#### [Your objective]
Copy out the entries from the line containing "156, row 1." through the line containing "column 73, row 70", changing "utility pole" to "telephone pole" and leaving everything else as it is.

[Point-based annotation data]
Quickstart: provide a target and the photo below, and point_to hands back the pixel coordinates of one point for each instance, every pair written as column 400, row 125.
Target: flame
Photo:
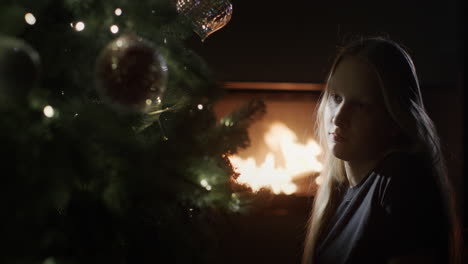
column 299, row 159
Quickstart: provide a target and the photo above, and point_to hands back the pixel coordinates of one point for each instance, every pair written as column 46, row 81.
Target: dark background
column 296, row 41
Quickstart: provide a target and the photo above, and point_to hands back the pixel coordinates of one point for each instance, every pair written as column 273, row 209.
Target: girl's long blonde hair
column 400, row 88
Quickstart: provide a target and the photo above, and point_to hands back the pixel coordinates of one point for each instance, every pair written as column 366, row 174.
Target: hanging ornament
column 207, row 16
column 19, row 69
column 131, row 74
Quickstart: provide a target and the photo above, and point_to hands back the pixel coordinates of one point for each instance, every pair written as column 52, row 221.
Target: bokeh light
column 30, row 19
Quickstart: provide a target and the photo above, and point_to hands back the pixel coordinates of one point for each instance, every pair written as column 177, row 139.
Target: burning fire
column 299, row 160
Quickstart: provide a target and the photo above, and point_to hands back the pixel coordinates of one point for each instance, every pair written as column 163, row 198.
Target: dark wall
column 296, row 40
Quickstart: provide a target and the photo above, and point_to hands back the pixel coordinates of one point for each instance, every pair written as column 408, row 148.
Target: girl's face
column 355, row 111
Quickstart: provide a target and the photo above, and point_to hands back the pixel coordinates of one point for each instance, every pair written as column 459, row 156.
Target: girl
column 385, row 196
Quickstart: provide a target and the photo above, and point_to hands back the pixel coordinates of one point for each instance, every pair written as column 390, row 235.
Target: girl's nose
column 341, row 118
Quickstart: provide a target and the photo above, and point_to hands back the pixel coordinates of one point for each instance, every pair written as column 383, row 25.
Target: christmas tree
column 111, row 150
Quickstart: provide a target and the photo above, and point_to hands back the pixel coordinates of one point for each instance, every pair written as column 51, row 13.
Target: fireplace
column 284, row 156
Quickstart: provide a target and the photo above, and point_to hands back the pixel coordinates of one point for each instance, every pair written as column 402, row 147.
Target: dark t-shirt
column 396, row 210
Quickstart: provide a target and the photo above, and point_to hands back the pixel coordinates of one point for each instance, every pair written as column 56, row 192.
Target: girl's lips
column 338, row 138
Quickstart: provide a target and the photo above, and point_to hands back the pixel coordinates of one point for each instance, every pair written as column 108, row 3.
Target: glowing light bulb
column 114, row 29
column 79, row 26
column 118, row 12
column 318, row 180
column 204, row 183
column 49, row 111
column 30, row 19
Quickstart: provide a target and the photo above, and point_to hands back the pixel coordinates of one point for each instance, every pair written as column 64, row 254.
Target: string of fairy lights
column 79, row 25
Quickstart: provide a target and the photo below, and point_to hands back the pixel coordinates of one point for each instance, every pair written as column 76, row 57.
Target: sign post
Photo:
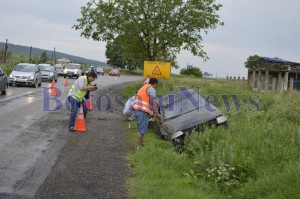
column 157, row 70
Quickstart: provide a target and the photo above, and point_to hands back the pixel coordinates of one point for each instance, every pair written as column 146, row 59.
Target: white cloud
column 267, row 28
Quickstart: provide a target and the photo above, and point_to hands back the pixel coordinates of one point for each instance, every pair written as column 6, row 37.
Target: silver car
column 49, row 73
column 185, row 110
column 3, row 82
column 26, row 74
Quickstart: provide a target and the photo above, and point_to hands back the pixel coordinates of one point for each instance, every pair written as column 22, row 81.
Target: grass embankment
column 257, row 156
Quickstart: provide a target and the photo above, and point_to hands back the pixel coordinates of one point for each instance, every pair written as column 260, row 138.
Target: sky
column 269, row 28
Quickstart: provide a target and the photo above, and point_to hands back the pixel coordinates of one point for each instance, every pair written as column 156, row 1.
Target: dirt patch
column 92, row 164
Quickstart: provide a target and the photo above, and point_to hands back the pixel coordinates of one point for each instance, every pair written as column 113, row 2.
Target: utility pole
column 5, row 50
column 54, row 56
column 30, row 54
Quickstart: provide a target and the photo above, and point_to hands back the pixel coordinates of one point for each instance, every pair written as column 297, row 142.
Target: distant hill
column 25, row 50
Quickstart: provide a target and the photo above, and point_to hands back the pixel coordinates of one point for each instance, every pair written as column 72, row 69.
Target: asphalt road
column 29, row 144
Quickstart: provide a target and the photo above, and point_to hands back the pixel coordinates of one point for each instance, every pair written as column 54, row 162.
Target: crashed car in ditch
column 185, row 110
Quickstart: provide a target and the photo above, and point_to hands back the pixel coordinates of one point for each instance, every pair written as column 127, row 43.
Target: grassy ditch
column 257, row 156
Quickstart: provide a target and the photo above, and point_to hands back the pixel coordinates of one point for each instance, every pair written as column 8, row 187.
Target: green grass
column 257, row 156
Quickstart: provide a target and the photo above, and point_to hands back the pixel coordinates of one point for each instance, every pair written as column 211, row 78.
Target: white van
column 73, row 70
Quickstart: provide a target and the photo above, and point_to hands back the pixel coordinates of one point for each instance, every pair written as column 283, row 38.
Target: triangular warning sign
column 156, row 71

#### [Response]
Quickstart: provide a target and the photo above, and point_to hands back the pixel coordinates of one point for each instance, every pair written as column 156, row 1.
Target: dirt patch
column 92, row 164
Quickstart: provide a target and the photo above, and point_to hands back the pixel coordinates of one point for each instance, every pair written as column 113, row 2.
Target: telephone pole
column 5, row 50
column 54, row 56
column 30, row 54
Quickstart: provide a target and the photo above, and point_to hands back the pixel coordinates of one point for each instance, every pair written as column 297, row 142.
Target: distant hill
column 25, row 50
Quickstart: provide a target and the photo above, and point_to hands back the pixel coordinates of one point for each instance, every pair written as column 72, row 69.
Target: asphalt road
column 29, row 144
Quickstart: provide a target and the photo above, and point_to hands back the pixel coordinates of one point for each instance, every pair written as column 54, row 162.
Target: crashed car in ditch
column 185, row 110
Quickstart: provide a target and the photo above, and point_to hands back the pixel coordinates of one point for each instance, every pair written as column 127, row 43.
Target: grassy ditch
column 257, row 156
Quickstart: provide a target and the photo above, and point_to hands back the pixel coordinates of one point for each instance, every pair written as column 8, row 187.
Target: green grass
column 257, row 156
Quickstart: provide a target and the photo above, and point_to hands back the pixel coordinates of one point for each instance, every pair written as column 211, row 78.
Target: white van
column 73, row 70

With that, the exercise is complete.